### Alıntı Metin
::::::

1993 Akdeniz Oyunları’na katılan Olimpik Milli Takım’da yer almıştır. 3 grup maçında 3 gol atarak takımın bir üst tura çıkmasında başarılı bir performans sergiledi. Yarı finalde Lilian Thuram, Zinedine Zidane, Pascal Nouma gibi geleceğin ünlü oyuncularının top koşturduğu Fransa’yı elediler. Türkiye finalde Cezayir’i eleyip kendi tarihinde ilk ve günümüze dek tek olan altın madalyayı kazanırken Sergen de Hakan Şükür ile birlikte galibiyet gollerinden birine imza attı.

27 Eylül 1993’te Polonya maçı için ilk defa A Milli Takım’a çağrıldı. 31 Ağustos 1994’te ise Makedonya karşısında oynanan özel mücadelede ilk defa A Milli formayı giydi. Euro 1996 elemelerinde oynanan 8 maçın 6’sında forma giyip, İsveç ve İzlanda’ya goller atmıştır. Türkiye, grupta ikinci olurken Euro 1996’ya gitmeye hak kazandı. Türkiye’nin tarihinde ilk defa katıldığı Avrupa Şampiyonası’nda Hırvatistan ve Portekiz maçlarında kadrodaydı. 1998 Dünya Kupası elemelerinde Belçika maçında 57. dakikada oyuna girip, 3 dakika sonra gole imza attı. Ancak golden 4 dakika sonra kırmızı kart görerek oyun dışı kaldı.

Sergen, 2000 Avrupa Futbol Şampiyonası elemelerinde oynanan 8 maçta da forma giymiştir ve Moldova’ya karşı 1 gol atarak, takımının Almanya’nın 2 puan arkasından 2. olup, play-off’lara kalmasında önemli bir rol oynadı. Play-off maçlarında da forma şansı elde etti ve Türkiye’nin tarihinde ikinci defa Avrupa Şampiyonası’na gitmesinde rol aldı. Euro 2000 kadrosuna da çağrılan Sergen, grup maçlarında İtalya ve İsveç maçlarında forma şansı buldu. Türkiye çeyrek finale kalıp, Portekiz’e elenirken maçın son anlarında oyuna dahil oldu. 2002 Dünya Kupası play-off’larına çağrılıp, 5-0’lık Avusturya maçında forma giyen Sergen, sakatlığı yüzünden kupa maçlarına katılamadı. Son milli maçında 11 Ekim 2003’te Euro 2004 elemelerinde İngiltere’ye karşı mücadele etmiştir.

::::::

### Görevler
1 – Sergen'in milli kariyerine dair metne göre Sergen, A Milli formayı ilk kez hangi takıma karşı giydi?
2 – Sergen'in milli kariyerine dair metinde "Sergen, 2000 Avrupa" sözlerinden "karşı mücadele etmiştir." sözlerine kadar olan her şeyi aynen yazın.
3 – Lütfen Sergen'in milli kariyerine dair metni kaldığı yerden sürdürün.

### Veri Kümesi
::::::

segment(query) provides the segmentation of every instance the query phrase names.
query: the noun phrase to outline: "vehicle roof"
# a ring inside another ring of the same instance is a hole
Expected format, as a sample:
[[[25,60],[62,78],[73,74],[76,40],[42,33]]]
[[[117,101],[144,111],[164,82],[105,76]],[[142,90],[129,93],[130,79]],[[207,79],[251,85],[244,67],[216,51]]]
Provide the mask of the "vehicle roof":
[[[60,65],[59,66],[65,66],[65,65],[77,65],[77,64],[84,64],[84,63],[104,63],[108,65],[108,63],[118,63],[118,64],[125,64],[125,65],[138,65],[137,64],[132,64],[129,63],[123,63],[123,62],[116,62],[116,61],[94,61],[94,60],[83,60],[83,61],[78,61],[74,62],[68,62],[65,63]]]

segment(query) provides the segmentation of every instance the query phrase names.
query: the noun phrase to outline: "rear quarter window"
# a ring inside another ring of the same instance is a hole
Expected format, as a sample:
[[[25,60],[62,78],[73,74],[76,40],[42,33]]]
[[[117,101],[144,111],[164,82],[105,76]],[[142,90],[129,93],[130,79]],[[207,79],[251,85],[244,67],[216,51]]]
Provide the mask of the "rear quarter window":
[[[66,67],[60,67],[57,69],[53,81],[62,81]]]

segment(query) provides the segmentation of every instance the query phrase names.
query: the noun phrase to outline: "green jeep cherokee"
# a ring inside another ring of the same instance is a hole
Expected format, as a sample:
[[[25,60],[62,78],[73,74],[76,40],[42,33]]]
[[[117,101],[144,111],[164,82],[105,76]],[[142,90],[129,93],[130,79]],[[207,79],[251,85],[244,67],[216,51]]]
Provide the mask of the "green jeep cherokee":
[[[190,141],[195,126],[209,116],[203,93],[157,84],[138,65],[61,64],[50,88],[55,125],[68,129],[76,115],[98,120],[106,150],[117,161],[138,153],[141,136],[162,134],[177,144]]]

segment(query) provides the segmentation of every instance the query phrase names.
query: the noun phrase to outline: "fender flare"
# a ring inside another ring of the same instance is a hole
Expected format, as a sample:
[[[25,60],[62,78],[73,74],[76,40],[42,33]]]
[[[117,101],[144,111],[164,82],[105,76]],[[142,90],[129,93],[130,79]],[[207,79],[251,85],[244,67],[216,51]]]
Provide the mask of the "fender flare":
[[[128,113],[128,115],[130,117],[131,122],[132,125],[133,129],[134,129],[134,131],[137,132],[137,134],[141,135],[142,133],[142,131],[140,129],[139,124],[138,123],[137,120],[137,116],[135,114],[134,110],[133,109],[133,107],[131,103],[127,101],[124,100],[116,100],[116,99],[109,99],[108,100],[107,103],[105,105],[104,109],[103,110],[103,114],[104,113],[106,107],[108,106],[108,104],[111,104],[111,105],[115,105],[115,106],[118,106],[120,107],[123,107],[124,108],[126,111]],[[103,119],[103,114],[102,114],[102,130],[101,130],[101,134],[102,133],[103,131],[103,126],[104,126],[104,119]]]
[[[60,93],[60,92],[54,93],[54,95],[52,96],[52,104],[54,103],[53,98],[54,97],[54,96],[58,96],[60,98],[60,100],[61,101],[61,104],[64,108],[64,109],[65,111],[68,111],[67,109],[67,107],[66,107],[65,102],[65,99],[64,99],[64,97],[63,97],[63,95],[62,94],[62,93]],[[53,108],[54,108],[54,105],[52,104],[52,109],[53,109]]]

::::::

### Verilen Yanıtlar
1 – Makedonya'ya karşı, 31 Ağustos 1994'teki özel maçta.

2 –
Sergen, 2000 Avrupa Futbol Şampiyonası elemelerinde oynanan 8 maçta da forma giymiştir ve Moldova’ya karşı 1 gol atarak, takımının Almanya’nın 2 puan arkasından 2. olup, play-off’lara kalmasında önemli bir rol oynadı. Play-off maçlarında da forma şansı elde etti ve Türkiye’nin tarihinde ikinci defa Avrupa Şampiyonası’na gitmesinde rol aldı. Euro 2000 kadrosuna da çağrılan Sergen, grup maçlarında İtalya ve İsveç maçlarında forma şansı buldu. Türkiye çeyrek finale kalıp, Portekiz’e elenirken maçın son anlarında oyuna dahil oldu. 2002 Dünya Kupası play-off’larına çağrılıp, 5-0’lık Avusturya maçında forma giyen Sergen, sakatlığı yüzünden kupa maçlarına katılamadı. Son milli maçında 11 Ekim 2003’te Euro 2004 elemelerinde İngiltere’ye karşı mücadele etmiştir.

3 –
Teknik direktörlük kariyeri

2008-2009 sezonunun başında Beşiktaş’ın teknik direktörü Ertuğrul Sağlam istifa edince yerine Mustafa Denizli gelirken, Sergen Yalçın’da yardımcısı olarak göreve başlayacaktı. Ancak lisans yetersizliği yüzünden, 4 Kasım 2008 tarihinde yapılan sözleşme ile Sergen Yalçın, Beşiktaş U-15 takımının antrenörü olarak görev aldı. Yapılan sözleşme bitiş tarihi 31 Mayıs 2010 idi. Lisansının B’den UEFA B’ye çıkartılması için gerekli olan en az altı aylık staj dönemini Siyaz-Beyazlı kulübün U-15 takımında yapacak olan Yalçın, bu sürede Beşiktaş A Takımı yedek kulübesinde yer alamayacaktı, ancak U-15 takımından daha çok A takımın teknik ekibinde bulunabilecekti.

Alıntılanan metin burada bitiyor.